# Text segment:
----------------
Latency and SLO compliance: LazyBatching yields up to 15× lower response time and 5.5× improvement in SLA satisfaction by dynamically batching at the DNN node level (Choi et al., 2020). BCEdge increases the utility metric (joint throughput–latency objective) by up to 37.6% using DRL for dual-parameter (batch size/concurrence) adaptation (Zhang et al., 2023).
Task-specific gains: In graph learning, COMM-RAND reduces GNN per-epoch time by up to 2.76× (1.8× average) while maintaining accuracy within 1.8 percentage points relative to fully randomized strategies (Balaji et al., 25 Apr 2025); in multi-user edge AI, joint batching/scheduling methods increase throughput with constraints (as in (Cang et al., 2023)).

6. Mathematical Models and Theoretical Guarantees

Heterogeneous batching research frequently employs rigorous mathematical modeling and offers provable properties:

Queueing-theoretic analysis: Multi-bin batching for LLM inference uses explicit throughput and latency models, optimizing batch assignment via convex programming and order statistics to formally approach optimal throughput as bins grow finer (Guldogan et al., 3 Dec 2024).
Optimization relaxations and duality: Joint onloading/offloading in hierarchical inference is addressed via alternating Lagrangian-relaxed submodular maximization (for model assignment) and surrogate-constrained LP (for routing/offloading), ensuring optimality gaps are provably minimized (Cha et al., 18 Aug 2025).
PID/proportional control: Dynamic batch reallocation controllers are designed using proportional control and moving average filtering, providing stable convergence to uniform iteration times across workers (Tyagi et al., 2023).
Statistical guarantees: Adaptive batch normalization with heterogeneity-aware thresholds delivers better accuracy and stability in small-batch scenarios than uniform BN application, as shown by systematic empirical evaluation in (Alsobhi et al., 2022).
Complexity and scalability: Techniques such as PQ-tree rearrangement for minimizing data movement during dynamic batching are proven to be nearly linear in practice for constant batch sizes (Chen et al., 2023).

7. Implications, Trends, and Generalization

The evolution of heterogeneous batching reflects larger trends in machine learning systems:

Shift to dynamic and resource-adaptive execution: Increasing model complexity, diverse application demands, and the rise of mixed hardware platforms necessitate dynamic, compatibility-driven batching strategies.
Scaling and fault tolerance: Hybrid models such as the streaming batch paradigm deliver batch-style reproducibility and fault recovery with stream-style elasticity, representing a convergence of conflicting objectives in distributed ML pipelines (Luan et al., 16 Jan 2025).
----------------
# Problem set:
A - In the batching text, what two figures are given for how much COMM-RAND cuts GNN per-epoch time?
B - Copy word for word the stretch of the batching text from "Statistical guarantees: Adaptive" through "compatibility-driven batching strategies.".
Rely only on the batching text for the answers.
----------------
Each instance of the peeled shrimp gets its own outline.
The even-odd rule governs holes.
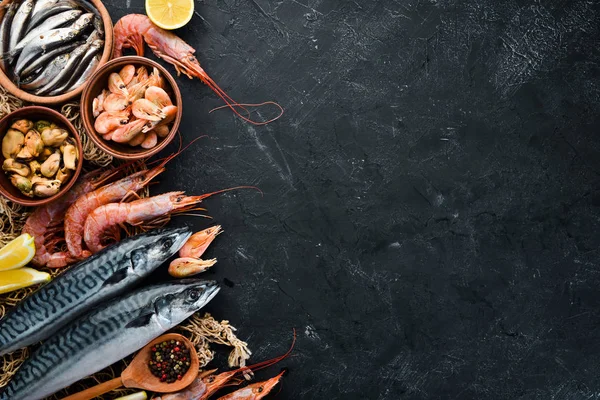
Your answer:
[[[129,112],[127,111],[116,111],[108,112],[104,111],[98,115],[96,121],[94,121],[94,129],[96,132],[104,135],[117,128],[127,125],[129,121]]]
[[[112,132],[111,139],[117,143],[127,143],[136,137],[140,132],[142,132],[142,129],[146,123],[147,121],[145,119],[136,119],[127,125],[123,125],[120,128],[115,129]]]
[[[160,108],[173,105],[173,102],[171,101],[171,98],[167,92],[158,86],[150,86],[148,89],[146,89],[144,98],[156,104]]]
[[[260,105],[272,104],[279,108],[280,112],[275,118],[260,122],[251,120],[240,114],[238,109],[247,111],[244,105],[235,102],[215,81],[202,69],[200,63],[194,56],[196,50],[175,35],[154,25],[150,19],[142,14],[128,14],[121,18],[114,27],[114,53],[113,57],[121,57],[123,49],[133,48],[138,56],[144,55],[144,42],[152,49],[157,57],[171,63],[177,70],[177,74],[184,73],[189,78],[200,78],[208,85],[226,104],[227,107],[246,122],[255,125],[264,125],[275,121],[283,114],[283,108],[274,102],[265,102]],[[159,86],[159,85],[155,85]],[[258,106],[258,105],[247,105]]]
[[[124,66],[123,68],[121,68],[121,71],[119,71],[119,76],[123,80],[125,86],[129,85],[129,83],[133,80],[133,77],[135,76],[135,66],[131,64]]]
[[[136,118],[148,121],[162,121],[167,116],[161,107],[147,99],[136,100],[131,106],[131,111]]]

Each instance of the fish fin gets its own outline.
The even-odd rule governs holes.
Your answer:
[[[127,268],[122,268],[118,271],[116,271],[110,278],[108,278],[106,281],[104,281],[104,285],[102,286],[107,286],[107,285],[114,285],[116,283],[121,282],[123,279],[125,279],[127,277]]]
[[[130,321],[125,326],[125,328],[140,328],[142,326],[146,326],[150,323],[150,320],[152,319],[153,315],[154,315],[154,313],[152,313],[152,312],[149,312],[147,314],[141,314],[136,319]]]

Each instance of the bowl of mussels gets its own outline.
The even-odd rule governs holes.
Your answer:
[[[112,56],[100,0],[13,0],[0,10],[0,85],[22,100],[59,104],[81,94]]]
[[[60,113],[41,106],[20,108],[0,120],[0,193],[24,206],[65,194],[83,166],[79,134]]]

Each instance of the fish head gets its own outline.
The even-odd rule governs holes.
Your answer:
[[[217,295],[220,287],[216,281],[204,279],[179,279],[171,284],[165,295],[155,300],[154,311],[164,327],[177,325],[204,307]]]
[[[167,261],[192,235],[189,228],[155,229],[133,239],[131,252],[132,273],[154,269]]]

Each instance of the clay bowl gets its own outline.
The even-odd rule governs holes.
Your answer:
[[[100,64],[98,68],[102,65],[106,64],[108,60],[112,57],[112,49],[113,49],[113,24],[106,10],[104,4],[100,0],[89,0],[91,1],[96,9],[100,12],[102,16],[102,22],[104,23],[104,51],[102,52],[102,57],[100,58]],[[0,10],[0,20],[4,17],[5,9]],[[88,80],[89,82],[89,80]],[[0,68],[0,85],[8,90],[11,94],[17,96],[21,100],[27,101],[29,103],[35,104],[46,104],[46,105],[56,105],[66,103],[68,100],[76,98],[81,94],[83,88],[85,87],[85,83],[79,86],[77,89],[72,90],[68,93],[61,94],[59,96],[36,96],[34,94],[28,93],[24,90],[21,90],[15,85],[8,76],[4,73],[4,71]]]
[[[14,203],[21,204],[23,206],[41,206],[42,204],[49,203],[61,197],[63,194],[67,193],[69,189],[75,184],[77,177],[81,173],[81,168],[83,167],[83,148],[81,146],[81,139],[79,138],[79,133],[75,127],[66,119],[62,114],[47,108],[40,106],[30,106],[20,108],[12,113],[8,114],[4,118],[0,120],[0,140],[4,138],[4,134],[13,123],[14,120],[17,119],[29,119],[31,121],[37,120],[46,120],[50,122],[54,122],[60,127],[66,129],[69,132],[69,135],[74,138],[75,144],[77,146],[77,153],[79,154],[77,160],[77,169],[71,176],[71,179],[67,181],[65,185],[62,185],[60,191],[51,197],[27,197],[23,193],[19,191],[16,187],[12,185],[8,175],[4,171],[0,171],[0,193],[11,200]],[[0,152],[0,165],[4,163],[4,156],[2,152]]]
[[[173,105],[177,106],[177,115],[175,120],[171,123],[172,125],[169,134],[164,138],[158,138],[157,145],[151,149],[144,149],[141,146],[132,147],[127,143],[104,140],[102,135],[94,129],[94,121],[96,120],[92,113],[92,103],[94,99],[103,89],[108,88],[108,76],[113,72],[119,72],[127,64],[133,64],[136,68],[144,65],[148,70],[148,73],[151,73],[153,68],[156,67],[165,80],[167,86],[165,89],[166,92],[171,97]],[[92,75],[92,78],[81,95],[81,118],[88,136],[99,148],[116,158],[123,160],[138,160],[148,158],[158,153],[175,138],[177,130],[179,129],[179,124],[181,123],[182,104],[181,92],[177,87],[175,79],[162,65],[144,57],[127,56],[109,61]]]

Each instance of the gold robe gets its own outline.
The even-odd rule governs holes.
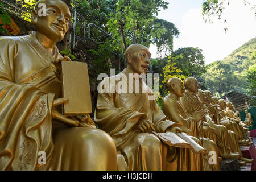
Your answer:
[[[228,130],[234,131],[236,136],[239,140],[241,137],[240,136],[241,132],[240,132],[238,128],[238,126],[236,122],[229,121],[228,119],[222,119],[221,116],[222,113],[221,113],[221,110],[219,107],[217,109],[215,109],[214,107],[212,107],[212,104],[206,104],[208,112],[210,115],[212,116],[212,119],[214,121],[214,123],[217,125],[221,125],[225,126]]]
[[[135,127],[142,118],[153,122],[158,133],[164,133],[168,127],[180,125],[167,120],[155,100],[148,99],[149,96],[154,98],[154,93],[143,81],[141,81],[139,93],[134,93],[133,85],[128,84],[130,73],[125,69],[101,82],[105,88],[111,84],[111,79],[114,79],[110,86],[114,92],[99,93],[94,113],[94,120],[99,128],[113,138],[118,153],[123,156],[125,162],[118,163],[118,168],[129,170],[196,169],[193,168],[195,164],[191,164],[188,160],[191,157],[187,148],[175,148],[169,155],[168,146],[158,137],[152,133],[142,133]],[[126,93],[117,91],[122,80],[126,86]],[[134,92],[129,93],[129,89]],[[124,164],[127,164],[127,167],[121,166]]]
[[[52,119],[61,84],[51,61],[61,56],[56,47],[50,55],[34,34],[0,38],[0,170],[115,169],[114,143],[106,133]],[[38,162],[39,151],[46,164]]]
[[[192,131],[193,136],[196,137],[199,136],[197,122],[194,118],[187,117],[180,101],[175,96],[169,94],[164,97],[163,100],[163,111],[168,119],[180,123]],[[218,149],[216,144],[208,138],[201,137],[197,137],[197,138],[200,140],[201,145],[207,150],[208,153],[214,151],[217,156],[216,164],[209,165],[208,163],[209,156],[207,155],[204,156],[205,160],[202,162],[203,163],[198,164],[200,166],[204,166],[207,170],[219,171]]]
[[[188,90],[185,91],[183,97],[181,97],[181,102],[189,117],[201,109],[207,111],[206,106],[201,102],[199,97],[196,94],[192,94]],[[216,125],[210,118],[208,111],[203,119],[209,124],[209,127],[203,126],[202,123],[199,122],[199,136],[208,138],[214,141],[220,148],[220,155],[222,157],[226,156],[231,152],[232,142],[236,139],[234,138],[236,138],[234,133],[231,131],[229,133],[224,126]],[[212,131],[211,129],[213,129]]]
[[[180,100],[189,117],[192,117],[195,111],[203,109],[199,97],[197,94],[192,94],[188,90],[184,92],[184,96],[180,97]],[[215,134],[214,129],[210,126],[203,126],[202,121],[200,121],[197,123],[198,135],[197,136],[209,138],[218,145],[221,139]]]

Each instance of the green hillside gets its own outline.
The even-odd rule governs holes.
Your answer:
[[[205,86],[214,95],[222,96],[235,90],[247,94],[246,73],[256,64],[256,38],[253,38],[221,61],[207,66],[202,76]]]

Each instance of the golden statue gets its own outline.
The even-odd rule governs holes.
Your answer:
[[[118,154],[123,156],[118,160],[118,169],[200,169],[197,164],[200,162],[191,162],[203,160],[202,156],[193,159],[188,148],[167,145],[156,135],[170,135],[169,139],[175,140],[184,133],[176,127],[181,125],[167,119],[154,93],[139,76],[147,71],[150,56],[144,46],[132,44],[127,48],[127,68],[100,85],[104,90],[98,92],[95,122],[113,138]]]
[[[199,89],[199,93],[203,93],[204,92]],[[208,97],[208,101],[211,101],[212,100],[212,93],[210,91],[207,90],[207,96],[205,95],[205,97],[201,97],[203,100],[201,100],[202,104],[203,104],[203,106],[204,106],[205,110],[207,111],[207,113],[209,114],[209,110],[206,106],[206,103],[207,102],[207,97]],[[212,104],[208,104],[209,106],[211,106]],[[221,138],[225,138],[225,140],[223,140],[223,143],[225,143],[225,146],[227,146],[227,148],[230,148],[230,151],[233,154],[239,154],[239,158],[237,158],[237,159],[240,159],[238,162],[241,164],[245,164],[246,163],[252,163],[253,160],[245,158],[242,156],[242,152],[241,151],[238,139],[237,138],[236,134],[234,131],[231,130],[228,130],[225,126],[223,125],[216,125],[214,124],[213,122],[211,122],[212,119],[209,118],[208,119],[208,123],[212,126],[213,127],[216,129],[216,131],[217,131],[217,134],[221,136]],[[211,125],[210,123],[213,124]],[[234,159],[236,159],[234,158]]]
[[[245,123],[246,124],[247,127],[251,127],[253,125],[251,123],[253,122],[251,114],[248,112],[248,110],[245,110],[245,114],[246,114],[246,117],[245,118]]]
[[[212,102],[214,105],[218,106],[215,107],[216,113],[214,116],[216,115],[218,122],[220,125],[222,125],[226,126],[228,130],[233,131],[235,133],[237,138],[238,139],[240,145],[243,144],[245,142],[245,139],[242,139],[242,133],[239,129],[236,122],[229,119],[226,115],[226,102],[224,99],[218,100],[217,97],[212,97]]]
[[[238,159],[240,156],[240,154],[232,152],[230,148],[232,140],[231,136],[229,135],[231,134],[229,134],[229,132],[224,126],[217,125],[212,121],[206,107],[204,105],[206,99],[205,94],[203,90],[199,92],[199,87],[198,82],[196,78],[193,77],[187,78],[185,80],[186,90],[183,97],[181,97],[181,101],[189,117],[191,117],[195,112],[200,111],[202,109],[207,111],[207,114],[199,122],[199,136],[208,138],[214,141],[220,148],[219,154],[222,158]],[[196,94],[197,92],[199,92],[198,95]],[[232,138],[233,139],[233,138],[236,136],[232,136]]]
[[[39,13],[40,3],[46,5],[45,16]],[[59,53],[56,43],[70,20],[62,1],[40,0],[32,13],[35,32],[0,38],[1,170],[117,169],[111,137],[96,129],[89,115],[75,121],[56,107],[68,99],[61,98],[56,66],[68,58]],[[79,122],[84,127],[71,127]],[[39,163],[44,152],[46,161]]]
[[[192,133],[188,133],[194,136],[198,136],[197,122],[205,116],[206,113],[201,110],[188,117],[179,101],[179,98],[183,96],[184,86],[181,80],[178,78],[171,78],[167,82],[170,94],[163,100],[163,111],[167,118],[174,122],[181,124],[184,127],[192,131]],[[201,145],[205,148],[208,153],[215,151],[217,154],[216,163],[210,165],[208,160],[210,155],[208,155],[204,166],[207,170],[220,170],[218,162],[218,148],[213,140],[208,138],[197,137],[200,140]]]
[[[246,127],[245,123],[241,121],[240,118],[236,117],[234,112],[235,107],[234,105],[231,102],[227,102],[226,106],[226,113],[227,117],[229,117],[230,119],[237,123],[243,137],[243,139],[245,139],[246,145],[251,145],[253,143],[250,142],[250,139],[248,138],[249,135],[248,133],[249,129]]]

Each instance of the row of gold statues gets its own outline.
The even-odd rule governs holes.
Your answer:
[[[45,16],[39,13],[40,3],[46,5]],[[36,31],[0,38],[0,169],[220,170],[224,159],[253,162],[240,150],[251,142],[234,106],[199,89],[193,77],[185,81],[185,91],[181,80],[168,80],[163,111],[148,99],[154,95],[150,88],[134,76],[138,93],[98,93],[98,129],[89,114],[63,115],[61,105],[68,98],[62,96],[60,65],[70,60],[56,44],[71,18],[62,1],[40,0],[32,13]],[[127,68],[115,77],[134,90],[126,78],[146,73],[150,56],[146,47],[130,46]],[[114,90],[122,79],[114,80]],[[40,151],[44,163],[38,162]]]

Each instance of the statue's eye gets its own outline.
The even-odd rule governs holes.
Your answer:
[[[51,10],[51,12],[52,13],[54,13],[54,14],[56,14],[57,13],[57,11],[56,10]]]

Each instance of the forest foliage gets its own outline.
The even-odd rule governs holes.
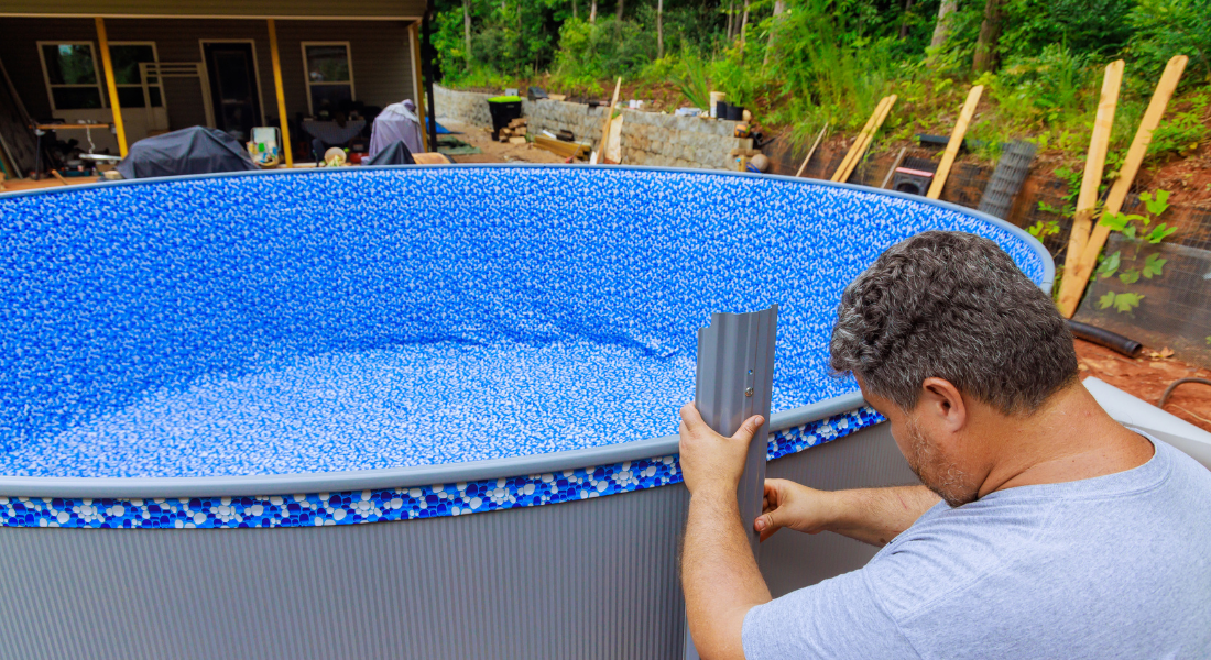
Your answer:
[[[1077,150],[1107,63],[1127,67],[1112,144],[1121,150],[1165,63],[1187,54],[1188,101],[1177,113],[1187,120],[1169,121],[1157,147],[1181,150],[1206,137],[1196,119],[1211,102],[1209,8],[1209,0],[438,0],[434,45],[446,85],[543,79],[604,94],[624,76],[673,85],[698,105],[717,90],[800,139],[826,121],[860,126],[891,92],[901,101],[886,130],[929,128],[978,82],[995,110],[972,125],[974,137],[995,145],[1029,133],[1044,149]]]

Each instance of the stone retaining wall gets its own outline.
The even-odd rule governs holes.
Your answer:
[[[493,94],[459,92],[434,86],[438,117],[490,127],[488,98]],[[523,101],[522,111],[532,133],[572,131],[578,140],[601,139],[604,108],[561,101]],[[733,137],[737,121],[682,117],[622,109],[622,162],[660,167],[734,170],[733,149],[752,149],[752,139]]]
----------------
# Answers for this exercise:
A - Up to 2.76×, and 1.8× on average.

B -
Statistical guarantees: Adaptive batch normalization with heterogeneity-aware thresholds delivers better accuracy and stability in small-batch scenarios than uniform BN application, as shown by systematic empirical evaluation in (Alsobhi et al., 2022).
Complexity and scalability: Techniques such as PQ-tree rearrangement for minimizing data movement during dynamic batching are proven to be nearly linear in practice for constant batch sizes (Chen et al., 2023).

7. Implications, Trends, and Generalization

The evolution of heterogeneous batching reflects larger trends in machine learning systems:

Shift to dynamic and resource-adaptive execution: Increasing model complexity, diverse application demands, and the rise of mixed hardware platforms necessitate dynamic, compatibility-driven batching strategies.